● **TASK**: Every record here should be printed again exactly.

● **DATASET RECORDS**:
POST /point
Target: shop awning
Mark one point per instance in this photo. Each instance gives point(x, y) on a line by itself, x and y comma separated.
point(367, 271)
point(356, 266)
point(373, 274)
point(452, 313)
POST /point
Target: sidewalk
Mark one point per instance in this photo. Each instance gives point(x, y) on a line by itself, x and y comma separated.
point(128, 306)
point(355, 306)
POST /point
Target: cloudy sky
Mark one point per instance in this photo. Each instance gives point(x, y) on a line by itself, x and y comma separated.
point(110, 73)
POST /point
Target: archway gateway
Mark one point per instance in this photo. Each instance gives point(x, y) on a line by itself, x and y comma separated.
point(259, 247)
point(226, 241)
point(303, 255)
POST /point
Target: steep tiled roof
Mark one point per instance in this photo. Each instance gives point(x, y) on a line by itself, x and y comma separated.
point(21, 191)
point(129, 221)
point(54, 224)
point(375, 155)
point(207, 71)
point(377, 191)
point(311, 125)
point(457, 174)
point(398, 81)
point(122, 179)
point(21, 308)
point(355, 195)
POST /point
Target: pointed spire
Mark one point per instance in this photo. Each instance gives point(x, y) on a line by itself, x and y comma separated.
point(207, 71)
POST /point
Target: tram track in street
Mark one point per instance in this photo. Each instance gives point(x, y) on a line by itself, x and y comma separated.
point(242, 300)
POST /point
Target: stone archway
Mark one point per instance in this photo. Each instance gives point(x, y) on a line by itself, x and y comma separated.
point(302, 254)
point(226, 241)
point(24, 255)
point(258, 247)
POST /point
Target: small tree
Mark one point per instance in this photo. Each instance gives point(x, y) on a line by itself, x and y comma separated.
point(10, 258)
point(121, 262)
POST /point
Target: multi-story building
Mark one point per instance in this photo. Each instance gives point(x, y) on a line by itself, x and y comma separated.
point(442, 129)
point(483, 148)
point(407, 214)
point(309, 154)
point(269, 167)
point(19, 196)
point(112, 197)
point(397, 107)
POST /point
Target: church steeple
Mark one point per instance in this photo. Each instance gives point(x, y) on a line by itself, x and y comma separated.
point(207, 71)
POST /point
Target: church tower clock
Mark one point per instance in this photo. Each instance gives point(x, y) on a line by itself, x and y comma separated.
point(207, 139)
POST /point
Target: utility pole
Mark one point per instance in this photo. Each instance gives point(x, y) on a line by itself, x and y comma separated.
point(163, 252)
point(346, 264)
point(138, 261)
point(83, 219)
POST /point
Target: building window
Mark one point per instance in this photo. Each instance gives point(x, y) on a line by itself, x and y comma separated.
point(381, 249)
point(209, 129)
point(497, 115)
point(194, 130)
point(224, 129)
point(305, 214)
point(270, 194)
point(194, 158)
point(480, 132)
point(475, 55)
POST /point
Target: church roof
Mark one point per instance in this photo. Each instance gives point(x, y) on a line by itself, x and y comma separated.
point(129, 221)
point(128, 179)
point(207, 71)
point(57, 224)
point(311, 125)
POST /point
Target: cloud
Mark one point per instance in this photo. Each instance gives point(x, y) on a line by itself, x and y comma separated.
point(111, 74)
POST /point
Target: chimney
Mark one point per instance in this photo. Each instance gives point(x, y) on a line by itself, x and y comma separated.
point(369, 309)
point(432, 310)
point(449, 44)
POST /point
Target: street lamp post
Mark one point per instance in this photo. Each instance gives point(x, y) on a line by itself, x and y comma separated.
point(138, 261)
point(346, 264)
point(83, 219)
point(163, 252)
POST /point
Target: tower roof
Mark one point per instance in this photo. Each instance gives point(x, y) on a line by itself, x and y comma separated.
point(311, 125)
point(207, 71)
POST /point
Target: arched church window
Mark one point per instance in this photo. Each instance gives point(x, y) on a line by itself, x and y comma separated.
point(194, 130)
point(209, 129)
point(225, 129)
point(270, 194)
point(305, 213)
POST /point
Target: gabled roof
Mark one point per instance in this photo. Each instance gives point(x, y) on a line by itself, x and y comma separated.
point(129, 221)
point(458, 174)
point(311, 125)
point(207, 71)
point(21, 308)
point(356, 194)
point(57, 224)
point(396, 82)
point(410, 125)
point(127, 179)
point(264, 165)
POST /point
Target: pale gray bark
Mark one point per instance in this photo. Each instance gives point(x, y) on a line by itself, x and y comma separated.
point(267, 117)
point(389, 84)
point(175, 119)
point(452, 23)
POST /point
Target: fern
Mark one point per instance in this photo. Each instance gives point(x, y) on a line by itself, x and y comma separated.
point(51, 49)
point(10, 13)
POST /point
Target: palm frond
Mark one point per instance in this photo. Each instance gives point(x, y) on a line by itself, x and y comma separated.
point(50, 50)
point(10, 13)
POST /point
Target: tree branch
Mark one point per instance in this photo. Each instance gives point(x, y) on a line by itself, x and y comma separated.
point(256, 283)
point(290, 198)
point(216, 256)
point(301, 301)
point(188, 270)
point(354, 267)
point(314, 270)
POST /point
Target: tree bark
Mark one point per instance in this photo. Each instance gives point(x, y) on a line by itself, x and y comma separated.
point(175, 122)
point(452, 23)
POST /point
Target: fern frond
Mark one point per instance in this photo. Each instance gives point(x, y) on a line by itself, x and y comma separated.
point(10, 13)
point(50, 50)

● **FINAL ANSWER**:
POST /point
Target: shop awning
Mark one point per instance in this photo. Each instance gives point(x, y) on a line by itself, x and y comma separated.
point(367, 271)
point(356, 266)
point(373, 274)
point(452, 313)
POST /point
Target: sidewalk
Mark one point per instance in this photo. Each instance gives point(x, y) on a line by itself, x and y comma separated.
point(128, 306)
point(355, 306)
POST /point
Target: cloudy sky
Mark one point per instance in this photo. Each instance gives point(x, y) on a line by itself, x and y comma separated.
point(110, 73)
POST /point
Target: archway gateway
Mark one point per instance in this photo. Each instance gives point(x, y) on a line by itself, x and y comma separated.
point(259, 247)
point(226, 241)
point(303, 255)
POST /point
Target: steep tiled roof
Mark one point per instance in this photo. Each instance gives point(x, y) on a line by itself, x and y comma separated.
point(21, 191)
point(129, 221)
point(54, 224)
point(375, 155)
point(207, 71)
point(377, 191)
point(311, 125)
point(457, 174)
point(398, 81)
point(122, 179)
point(21, 308)
point(355, 195)
POST /point
Target: pointed spire
Mark one point per instance in this photo. Each instance gives point(x, y) on a line by itself, x and y comma separated.
point(207, 71)
POST /point
Target: tram track in street
Mark one point per instance in this photo. Each instance gives point(x, y) on a line by itself, x and y comma separated.
point(242, 300)
POST /point
Target: stone archway
Mark one point per instance in this photo. Each instance gives point(x, y) on a line by itself, x and y comma separated.
point(302, 254)
point(226, 241)
point(24, 255)
point(258, 247)
POST /point
Target: small tree
Mark one point per instance in this photo. Each instance gives point(x, y) on a line by itself, x and y comma separated.
point(10, 258)
point(121, 262)
POST /point
Target: multi-story building
Mark one point per instance in this photo. Each instance gives point(x, y) on a line by itself, x and y comma separated.
point(442, 129)
point(483, 148)
point(407, 214)
point(309, 154)
point(269, 167)
point(19, 196)
point(112, 197)
point(397, 107)
POST /point
Target: church steeple
Mark one point per instance in this photo. Each instance gives point(x, y) on a line by itself, x and y comma separated.
point(207, 71)
POST /point
Target: church tower clock
Mark one point per instance in this photo. Each instance gives point(x, y) on a line by itself, x and y comma separated.
point(207, 139)
POST /point
Target: utility pole
Mark one point per instance in this photo. Each instance gives point(x, y) on a line by itself, x and y comma separated.
point(163, 252)
point(346, 264)
point(138, 261)
point(83, 219)
POST /point
Target: building window
Mark one point per instance in this photo. Each instance gives point(x, y) on a line by itself, x and y comma separated.
point(381, 249)
point(209, 129)
point(497, 115)
point(194, 130)
point(224, 129)
point(305, 214)
point(270, 194)
point(194, 158)
point(480, 132)
point(475, 55)
POST /point
Target: church roof
Mark one point per instance in this photo. Each instance gives point(x, y) on a line by itself, x and y comma separated.
point(129, 221)
point(128, 179)
point(207, 71)
point(57, 224)
point(311, 125)
POST /point
Target: cloud
Mark one point per instance in this photo. Each instance gives point(x, y) on a line by itself, x and y comma separated.
point(111, 74)
POST /point
Target: chimney
Mark one point per instance in this photo. Each instance gives point(x, y) on a line by itself, x and y comma separated.
point(369, 309)
point(432, 310)
point(449, 44)
POST /point
Target: street lamp post
Mark one point per instance in this photo. Each instance gives point(x, y) on a line by itself, x and y comma separated.
point(138, 261)
point(346, 264)
point(83, 219)
point(163, 252)
POST /point
Target: tower roof
Mark one point per instance in this photo. Each instance gives point(x, y) on a line by itself, x and y comma separated.
point(311, 125)
point(207, 71)
POST /point
Target: arched church window
Mark one point per instance in this photo. Each instance gives point(x, y) on a line by itself, x and y comma separated.
point(194, 130)
point(209, 129)
point(225, 129)
point(270, 194)
point(305, 213)
POST /point
Target: gabled roof
Mark one point per instance in this photo. Each instance gives point(x, y) on a line by itself, x and y comma separated.
point(129, 221)
point(458, 174)
point(311, 125)
point(207, 71)
point(21, 308)
point(356, 194)
point(57, 224)
point(396, 82)
point(410, 125)
point(127, 179)
point(264, 165)
POST /point
Target: pale gray bark
Mark one point per instance in this photo. Each instance gives point(x, y) on a line by itself, x and y comma separated.
point(267, 117)
point(389, 84)
point(175, 119)
point(452, 23)
POST /point
Target: fern
Mark one point per instance in this photo. Each instance gives point(x, y) on a line by itself, x and y comma separated.
point(51, 49)
point(10, 13)
POST /point
Target: palm frond
Mark one point per instance in this photo. Each instance gives point(x, y) on a line by itself, x and y comma separated.
point(50, 50)
point(10, 13)
POST /point
Target: tree branch
Mark one point per instance in this photo. Each instance gives point(x, y) on a line by itself, x and y comma separated.
point(256, 283)
point(290, 198)
point(216, 256)
point(301, 301)
point(188, 270)
point(354, 267)
point(314, 270)
POST /point
Target: tree bark
Mark one point per instance in this photo. Each instance gives point(x, y) on a line by itself, x and y comma separated.
point(175, 122)
point(452, 23)
POST /point
Target: fern frond
Mark one point per instance in this photo. Each instance gives point(x, y) on a line by itself, x and y comma separated.
point(10, 13)
point(50, 50)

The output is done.